Task description — Locate each line of the items below that contains the string "camouflage" and copy those lines. The match is case-sensitive.

Source records
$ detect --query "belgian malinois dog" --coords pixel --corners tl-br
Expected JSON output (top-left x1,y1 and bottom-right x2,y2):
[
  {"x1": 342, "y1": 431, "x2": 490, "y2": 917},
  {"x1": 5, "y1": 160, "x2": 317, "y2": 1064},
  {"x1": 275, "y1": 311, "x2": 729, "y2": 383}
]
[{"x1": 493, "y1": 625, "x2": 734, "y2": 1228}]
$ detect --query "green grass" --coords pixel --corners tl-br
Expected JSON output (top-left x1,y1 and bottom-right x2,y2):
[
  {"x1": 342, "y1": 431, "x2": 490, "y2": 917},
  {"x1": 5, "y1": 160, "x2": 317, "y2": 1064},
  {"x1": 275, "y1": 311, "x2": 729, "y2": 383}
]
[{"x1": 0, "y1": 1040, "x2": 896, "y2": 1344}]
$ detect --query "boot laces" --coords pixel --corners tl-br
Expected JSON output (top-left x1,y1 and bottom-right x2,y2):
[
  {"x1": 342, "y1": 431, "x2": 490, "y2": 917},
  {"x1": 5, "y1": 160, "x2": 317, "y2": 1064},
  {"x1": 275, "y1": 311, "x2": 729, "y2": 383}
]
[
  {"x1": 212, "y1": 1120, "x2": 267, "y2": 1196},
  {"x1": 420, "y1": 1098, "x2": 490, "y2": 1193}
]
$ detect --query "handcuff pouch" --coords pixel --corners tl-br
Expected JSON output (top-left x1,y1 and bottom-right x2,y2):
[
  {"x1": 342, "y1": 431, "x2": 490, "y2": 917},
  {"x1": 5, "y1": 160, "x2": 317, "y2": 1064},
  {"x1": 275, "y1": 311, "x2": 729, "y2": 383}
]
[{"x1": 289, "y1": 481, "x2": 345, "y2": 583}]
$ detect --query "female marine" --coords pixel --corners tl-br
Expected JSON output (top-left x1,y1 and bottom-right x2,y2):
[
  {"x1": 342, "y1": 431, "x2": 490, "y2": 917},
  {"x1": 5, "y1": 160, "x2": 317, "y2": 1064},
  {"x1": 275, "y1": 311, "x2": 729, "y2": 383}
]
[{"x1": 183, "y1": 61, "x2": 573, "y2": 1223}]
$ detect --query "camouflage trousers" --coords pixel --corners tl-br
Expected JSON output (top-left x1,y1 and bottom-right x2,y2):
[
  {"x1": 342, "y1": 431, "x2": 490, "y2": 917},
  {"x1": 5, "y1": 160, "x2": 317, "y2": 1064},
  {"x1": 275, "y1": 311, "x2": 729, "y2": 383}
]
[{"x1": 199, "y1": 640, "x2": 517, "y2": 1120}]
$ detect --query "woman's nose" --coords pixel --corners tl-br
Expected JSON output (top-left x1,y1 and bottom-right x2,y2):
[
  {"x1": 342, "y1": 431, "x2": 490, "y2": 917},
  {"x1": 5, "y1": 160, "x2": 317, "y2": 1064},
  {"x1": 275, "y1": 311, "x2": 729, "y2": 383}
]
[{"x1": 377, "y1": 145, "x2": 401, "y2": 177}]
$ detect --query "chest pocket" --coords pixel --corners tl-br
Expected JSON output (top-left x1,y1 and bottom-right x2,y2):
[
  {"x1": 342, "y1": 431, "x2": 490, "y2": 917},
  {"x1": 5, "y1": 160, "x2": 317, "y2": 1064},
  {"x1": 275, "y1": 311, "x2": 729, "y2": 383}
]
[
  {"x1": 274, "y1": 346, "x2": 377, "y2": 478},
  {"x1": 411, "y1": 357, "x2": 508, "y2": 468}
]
...
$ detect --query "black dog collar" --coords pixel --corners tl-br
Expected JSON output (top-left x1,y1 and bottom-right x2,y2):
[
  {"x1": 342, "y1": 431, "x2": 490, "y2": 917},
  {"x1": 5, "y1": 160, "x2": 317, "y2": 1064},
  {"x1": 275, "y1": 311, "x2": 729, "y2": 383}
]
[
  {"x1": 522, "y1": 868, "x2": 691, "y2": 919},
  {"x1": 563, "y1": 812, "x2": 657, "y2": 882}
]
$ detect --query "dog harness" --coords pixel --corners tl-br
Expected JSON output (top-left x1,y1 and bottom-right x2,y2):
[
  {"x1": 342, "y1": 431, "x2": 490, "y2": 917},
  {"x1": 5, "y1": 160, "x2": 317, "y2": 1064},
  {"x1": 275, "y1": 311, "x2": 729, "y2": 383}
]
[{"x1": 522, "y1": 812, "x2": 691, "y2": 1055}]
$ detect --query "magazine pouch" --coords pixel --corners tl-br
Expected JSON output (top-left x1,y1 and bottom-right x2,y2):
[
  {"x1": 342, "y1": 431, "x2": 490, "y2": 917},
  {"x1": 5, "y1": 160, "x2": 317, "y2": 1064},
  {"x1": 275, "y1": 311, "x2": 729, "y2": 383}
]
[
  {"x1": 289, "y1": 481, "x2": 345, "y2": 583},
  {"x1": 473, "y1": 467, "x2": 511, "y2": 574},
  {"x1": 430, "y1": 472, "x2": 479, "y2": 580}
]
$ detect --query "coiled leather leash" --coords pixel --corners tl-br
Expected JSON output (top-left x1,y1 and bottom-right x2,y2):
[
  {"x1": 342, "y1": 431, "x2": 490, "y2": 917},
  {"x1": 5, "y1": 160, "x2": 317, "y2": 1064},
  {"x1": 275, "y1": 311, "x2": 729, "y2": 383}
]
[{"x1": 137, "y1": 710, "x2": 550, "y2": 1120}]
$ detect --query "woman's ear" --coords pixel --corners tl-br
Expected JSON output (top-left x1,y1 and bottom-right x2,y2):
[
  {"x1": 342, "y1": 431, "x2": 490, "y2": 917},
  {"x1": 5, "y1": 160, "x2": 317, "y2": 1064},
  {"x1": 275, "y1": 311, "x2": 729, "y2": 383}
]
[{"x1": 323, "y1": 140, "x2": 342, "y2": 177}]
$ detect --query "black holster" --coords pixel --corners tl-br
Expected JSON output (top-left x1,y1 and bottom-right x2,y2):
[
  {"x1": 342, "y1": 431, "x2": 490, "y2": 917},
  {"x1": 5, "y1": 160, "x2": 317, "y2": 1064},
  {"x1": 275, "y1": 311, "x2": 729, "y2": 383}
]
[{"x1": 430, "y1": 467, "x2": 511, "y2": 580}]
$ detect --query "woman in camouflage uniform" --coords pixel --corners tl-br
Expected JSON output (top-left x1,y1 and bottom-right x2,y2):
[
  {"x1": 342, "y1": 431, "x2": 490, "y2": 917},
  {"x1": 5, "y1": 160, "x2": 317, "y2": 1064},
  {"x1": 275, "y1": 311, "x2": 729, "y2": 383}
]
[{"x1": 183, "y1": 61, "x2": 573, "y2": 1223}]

Solved problem —
$ detect --query "camouflage trousers" --coords pixel --corners tl-br
$ detect --query "woman in camouflage uniform" --coords pixel --corners tl-br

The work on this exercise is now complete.